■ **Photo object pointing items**
○ ○ ○

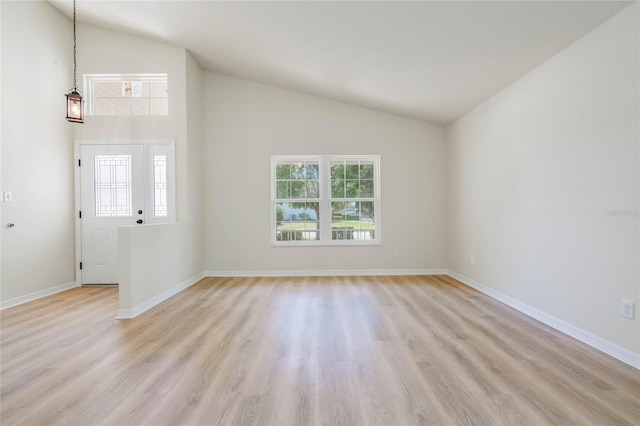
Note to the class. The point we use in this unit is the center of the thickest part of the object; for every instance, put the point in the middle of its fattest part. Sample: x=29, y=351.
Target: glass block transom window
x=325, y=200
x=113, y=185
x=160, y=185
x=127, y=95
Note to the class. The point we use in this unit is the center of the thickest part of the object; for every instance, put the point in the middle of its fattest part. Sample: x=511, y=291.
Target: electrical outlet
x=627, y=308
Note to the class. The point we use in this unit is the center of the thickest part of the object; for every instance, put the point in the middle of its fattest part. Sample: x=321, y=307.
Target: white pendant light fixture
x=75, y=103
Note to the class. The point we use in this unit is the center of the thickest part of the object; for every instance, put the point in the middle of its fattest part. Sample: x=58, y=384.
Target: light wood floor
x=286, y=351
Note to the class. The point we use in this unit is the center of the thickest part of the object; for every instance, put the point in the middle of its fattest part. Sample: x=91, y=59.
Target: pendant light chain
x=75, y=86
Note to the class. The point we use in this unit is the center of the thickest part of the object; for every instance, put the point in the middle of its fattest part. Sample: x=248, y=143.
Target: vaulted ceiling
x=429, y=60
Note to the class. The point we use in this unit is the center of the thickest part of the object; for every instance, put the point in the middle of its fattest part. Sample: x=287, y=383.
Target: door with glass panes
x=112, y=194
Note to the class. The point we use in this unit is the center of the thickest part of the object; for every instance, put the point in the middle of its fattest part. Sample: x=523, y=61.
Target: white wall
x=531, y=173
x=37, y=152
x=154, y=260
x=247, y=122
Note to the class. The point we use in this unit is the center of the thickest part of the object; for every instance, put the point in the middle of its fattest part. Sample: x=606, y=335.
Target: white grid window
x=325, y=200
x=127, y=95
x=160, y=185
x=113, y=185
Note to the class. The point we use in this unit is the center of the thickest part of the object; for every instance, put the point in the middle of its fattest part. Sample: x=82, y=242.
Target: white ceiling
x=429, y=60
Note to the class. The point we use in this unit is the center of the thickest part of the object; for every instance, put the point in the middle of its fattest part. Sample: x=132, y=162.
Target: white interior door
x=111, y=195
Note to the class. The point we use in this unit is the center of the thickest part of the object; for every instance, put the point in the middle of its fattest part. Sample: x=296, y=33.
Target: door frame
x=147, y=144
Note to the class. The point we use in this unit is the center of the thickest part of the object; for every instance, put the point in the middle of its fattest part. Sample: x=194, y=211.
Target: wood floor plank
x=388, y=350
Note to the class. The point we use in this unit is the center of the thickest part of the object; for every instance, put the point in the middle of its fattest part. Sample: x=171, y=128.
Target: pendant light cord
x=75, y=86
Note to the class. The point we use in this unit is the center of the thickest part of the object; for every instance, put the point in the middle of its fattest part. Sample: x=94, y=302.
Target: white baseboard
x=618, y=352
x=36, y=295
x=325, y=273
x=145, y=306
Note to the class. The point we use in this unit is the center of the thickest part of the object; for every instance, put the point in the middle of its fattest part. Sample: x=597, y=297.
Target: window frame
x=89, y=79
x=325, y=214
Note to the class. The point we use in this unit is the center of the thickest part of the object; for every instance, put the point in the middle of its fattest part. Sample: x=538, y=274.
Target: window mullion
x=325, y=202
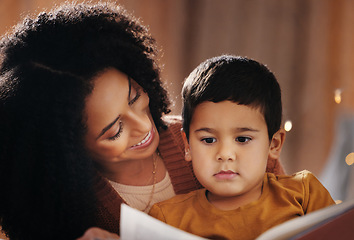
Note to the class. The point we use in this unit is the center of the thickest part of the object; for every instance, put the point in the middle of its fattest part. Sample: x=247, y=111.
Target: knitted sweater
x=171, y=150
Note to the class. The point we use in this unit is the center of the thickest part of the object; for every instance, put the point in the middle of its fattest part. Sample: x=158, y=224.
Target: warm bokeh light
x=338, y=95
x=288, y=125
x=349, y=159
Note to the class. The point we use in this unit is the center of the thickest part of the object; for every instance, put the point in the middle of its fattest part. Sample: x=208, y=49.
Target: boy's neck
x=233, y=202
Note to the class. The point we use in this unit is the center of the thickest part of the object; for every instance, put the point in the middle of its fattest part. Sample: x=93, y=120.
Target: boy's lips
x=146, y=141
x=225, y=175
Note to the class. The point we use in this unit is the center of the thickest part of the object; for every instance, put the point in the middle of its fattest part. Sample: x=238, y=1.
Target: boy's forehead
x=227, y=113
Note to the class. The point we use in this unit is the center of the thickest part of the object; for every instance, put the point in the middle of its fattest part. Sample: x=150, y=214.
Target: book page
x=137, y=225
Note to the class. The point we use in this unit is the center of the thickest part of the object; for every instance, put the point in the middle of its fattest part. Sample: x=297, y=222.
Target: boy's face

○ ○ ○

■ **Aim of the exercise**
Reproduce every item above word for word, omitting the pictures.

■ **Answer to this problem**
Note to the class. The point we use in this unit is the center of the thickest part of the object; for every instance, put the point in the middle of its fattest part. Sample: x=29, y=351.
Target: glass block transom window
x=325, y=200
x=113, y=185
x=160, y=185
x=127, y=95
Note to the class. The point we use in this unit is the center of the thickest part of the object; for every instance, put the point in the middle of its fattest part. Sample: x=511, y=291.
Target: electrical outlet
x=627, y=308
Note to the class. The point we use in this unit is the center of the thickest part of the object; for every instance, put the point in the middle of its fattest part. Sample: x=321, y=307.
Target: white pendant light fixture
x=75, y=103
Note to the class. The point we use in this unit is the center of the thickest part of the object; for every instance, put the point in the middle of its fattest part. Sample: x=58, y=384.
Target: light wood floor
x=286, y=351
Note to the class. The point we use in this unit is the center of the thickest part of the object; for every instance, put the point in the middle of its fattest part. Sample: x=91, y=59.
Target: pendant light chain
x=75, y=86
Note to the class. The point we use in this unit is the center of the thickest part of the object; for every instance, put the point in the middle of its fattest part. Sample: x=248, y=143.
Target: vaulted ceiling
x=429, y=60
Note to the class. The point we use in this unit is the center of the thickest part of the object; for every instance, put the point in the middle of its fattest part. Sample: x=287, y=383.
Target: door with glass panes
x=112, y=194
Note to the class. The point we use in this unit is the center of the thickest part of the object; for every instance, put the point in the middle of its fattest part. Sample: x=523, y=61.
Target: white wall
x=531, y=173
x=37, y=152
x=154, y=260
x=247, y=122
Note to the class. The point we use in this unit is the center of the thickest part of the object; for every instance, put the point in the middle of its fattest part. Sample: x=606, y=335.
Target: white grid window
x=325, y=200
x=127, y=95
x=160, y=185
x=113, y=185
Note to the class. The point we use in this unit is the center of the thickest part of the object; for every instance, put the point in the middle of its fattest part. Sample: x=82, y=242.
Target: white ceiling
x=429, y=60
Note to the class. The point we use in this unit is the center of the thickest part of the object; for every instance, put the point in the middle of its fattest part. Sample: x=132, y=162.
Target: white interior door
x=111, y=195
Note to the class. The point we use in this unit is the center of the thickest part of the object; for every instance, put the point in the middle of its fattest part. Sample: x=296, y=33.
Target: door frame
x=147, y=144
Note to the class. The point we use in this unit is the center of the thickest part of the object; for every instance, put the point in the middle of its fattest part. Sample: x=194, y=211.
Target: wood floor plank
x=388, y=350
Note to the class. The point we use in this unit is the center of the thickest part of the object; for every instance, put the point in the middle of its fattest part. Sample: x=171, y=128.
Target: pendant light cord
x=75, y=86
Note to the class. The point we use in this unit is the center of the thickest part of the object; for every instance, put the point in the middle of its fattest part. Sample: x=94, y=302.
Target: white baseboard
x=618, y=352
x=36, y=295
x=325, y=273
x=145, y=306
Note to the class. The point we use in this unit is the center of the thickest part of the object; for every instance, put the point in the middle of its fattest part. Sample: x=597, y=297.
Target: window frame
x=89, y=79
x=325, y=214
Note to the class. The point we use in this unit is the center of the thickest part of the object; for every instance, put the point in the middle of its fattest part. Sample: x=538, y=274.
Target: window mullion
x=325, y=202
Note to the class. The point we use in this unit is the center of the thickest part of the object; for every instance, put the point in the middle of its fattest part. Sample: x=247, y=111.
Target: knitted sweater
x=171, y=150
Note to the class. The point we use in this unit is the center of the thickest part of the object; for every instance, put the point in the middle of its fattest part. Sample: x=158, y=224.
Target: warm bokeh light
x=338, y=95
x=288, y=125
x=349, y=159
Note to the class. The point we use in this unit is the center of the thickest part of the object; for every instance, put the point in the middle of its fattest part. Sample: x=208, y=49.
Target: boy's neck
x=233, y=202
Note to the class. The point we use in this unit is the center of the thickest part of the object; for every instance, put the point in the middle of its fattest part. Sample: x=93, y=120.
Target: boy's lips
x=146, y=141
x=225, y=175
Note to the class. The point we use in this unit is the center of the thickest part of the object; for every instance, put the point in the middle of its fattest part. Sample: x=238, y=1.
Target: boy's forehead
x=227, y=113
Note to the class. The point we use in this unit is the center of the thickest part of the object; for every instance, put the point in the middle of its fattest part. Sample: x=150, y=214.
Target: book page
x=137, y=225
Note to the class. The point we use in this unit is the center of the thickest part of the object; for every instance, put the point in the middle of its fattest part. Sample: x=297, y=222.
Target: boy's face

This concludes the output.